GIVEN TASK → Reproduce the stretch of entries from the line containing "Task: mark the green" through the line containing "[[283, 65], [22, 60]]", switching each "dusk sky" to "twilight sky" and leaving everything else unchanged.

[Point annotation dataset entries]
## BEGIN

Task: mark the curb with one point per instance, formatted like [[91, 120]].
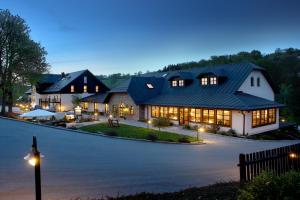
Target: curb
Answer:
[[101, 134]]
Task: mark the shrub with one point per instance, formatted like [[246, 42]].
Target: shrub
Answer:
[[160, 122], [214, 128], [111, 133], [184, 139], [270, 186], [152, 137]]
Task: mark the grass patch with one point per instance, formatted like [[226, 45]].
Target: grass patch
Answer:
[[277, 135], [137, 132]]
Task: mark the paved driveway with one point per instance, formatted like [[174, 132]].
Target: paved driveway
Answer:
[[82, 165]]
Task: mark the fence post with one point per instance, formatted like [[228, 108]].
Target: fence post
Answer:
[[242, 165]]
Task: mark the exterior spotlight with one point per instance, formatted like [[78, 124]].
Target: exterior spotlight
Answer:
[[148, 123], [34, 159], [200, 130]]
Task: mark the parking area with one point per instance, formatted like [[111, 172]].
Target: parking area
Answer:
[[81, 165]]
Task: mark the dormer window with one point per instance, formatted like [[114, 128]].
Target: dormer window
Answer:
[[204, 81], [149, 85], [174, 83], [72, 89], [213, 80], [181, 83], [252, 81]]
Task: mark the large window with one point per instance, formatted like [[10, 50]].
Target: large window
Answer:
[[181, 83], [154, 111], [204, 81], [164, 112], [213, 80], [173, 113], [174, 83], [195, 115], [263, 117], [223, 117]]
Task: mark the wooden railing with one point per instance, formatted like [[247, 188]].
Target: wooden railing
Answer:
[[278, 161]]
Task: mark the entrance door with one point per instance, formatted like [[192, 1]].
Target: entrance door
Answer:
[[183, 116]]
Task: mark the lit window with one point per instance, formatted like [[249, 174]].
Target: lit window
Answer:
[[174, 83], [131, 110], [181, 83], [85, 105], [213, 80], [204, 81], [263, 117], [72, 88], [252, 81], [149, 85]]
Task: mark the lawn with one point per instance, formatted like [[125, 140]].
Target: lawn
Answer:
[[138, 133]]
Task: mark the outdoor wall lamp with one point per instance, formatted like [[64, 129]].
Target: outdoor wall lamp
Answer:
[[200, 130], [34, 159]]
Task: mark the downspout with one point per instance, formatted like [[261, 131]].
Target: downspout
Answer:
[[244, 119]]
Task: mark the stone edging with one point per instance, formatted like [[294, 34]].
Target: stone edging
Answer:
[[102, 134]]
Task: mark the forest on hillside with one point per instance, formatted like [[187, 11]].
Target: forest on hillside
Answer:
[[283, 65]]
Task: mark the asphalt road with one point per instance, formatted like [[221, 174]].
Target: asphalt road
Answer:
[[80, 165]]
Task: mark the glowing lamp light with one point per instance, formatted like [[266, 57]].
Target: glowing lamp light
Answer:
[[201, 130], [293, 155], [77, 110]]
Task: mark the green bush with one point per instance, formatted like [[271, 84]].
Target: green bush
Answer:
[[270, 186], [111, 133], [151, 136], [160, 122], [184, 139]]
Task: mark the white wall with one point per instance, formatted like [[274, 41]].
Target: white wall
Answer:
[[263, 91]]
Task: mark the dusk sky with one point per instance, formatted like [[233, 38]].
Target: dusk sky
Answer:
[[127, 36]]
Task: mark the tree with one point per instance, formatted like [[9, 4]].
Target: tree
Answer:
[[160, 122], [21, 59]]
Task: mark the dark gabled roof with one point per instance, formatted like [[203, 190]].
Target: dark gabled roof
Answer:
[[95, 98], [137, 88], [63, 82], [223, 95], [49, 78], [181, 75]]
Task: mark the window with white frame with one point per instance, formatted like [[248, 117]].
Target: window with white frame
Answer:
[[213, 80], [150, 86], [204, 81], [181, 83], [174, 83]]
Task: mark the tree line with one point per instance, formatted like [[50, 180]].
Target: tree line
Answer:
[[283, 65], [22, 60]]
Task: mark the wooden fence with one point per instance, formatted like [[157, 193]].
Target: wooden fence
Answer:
[[278, 161]]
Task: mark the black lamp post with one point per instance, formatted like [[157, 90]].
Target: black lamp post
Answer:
[[34, 159]]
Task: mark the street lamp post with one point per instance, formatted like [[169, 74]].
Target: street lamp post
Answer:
[[199, 130], [34, 159]]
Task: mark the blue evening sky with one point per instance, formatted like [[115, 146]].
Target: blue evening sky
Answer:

## END

SOLUTION →
Task: mark the green bush with one point per instance, formatted like [[271, 84]].
Target: green bush
Answer:
[[270, 186], [111, 133], [151, 136], [160, 122], [184, 139]]
Task: mark the white wall with one point per instance, formatted like [[274, 41]].
Target: white wall
Answer:
[[263, 91]]
Task: mark the twilight sky with one point per instance, formatted like [[233, 38]].
Target: twilight sky
Answer:
[[127, 36]]
Task: mark the tree with one point per instance, formatted like [[9, 4]].
Target: tree
Answer:
[[160, 122], [21, 59]]
Task: mark the dark gabled roof with one point per instance, formatted like [[203, 190]].
Target: dark gabled roof
Answer:
[[95, 98], [137, 88], [63, 82], [223, 95], [49, 78], [181, 75]]
Task: mark the window with white frame with one point per instance, formatted like [[248, 117]].
Target: window with white frame
Answer:
[[213, 80], [150, 86], [204, 81], [181, 83], [174, 83]]
Task: mark the tree line with one point per instance, formatted like [[50, 180]].
Target: tree line
Answer:
[[283, 65], [22, 60]]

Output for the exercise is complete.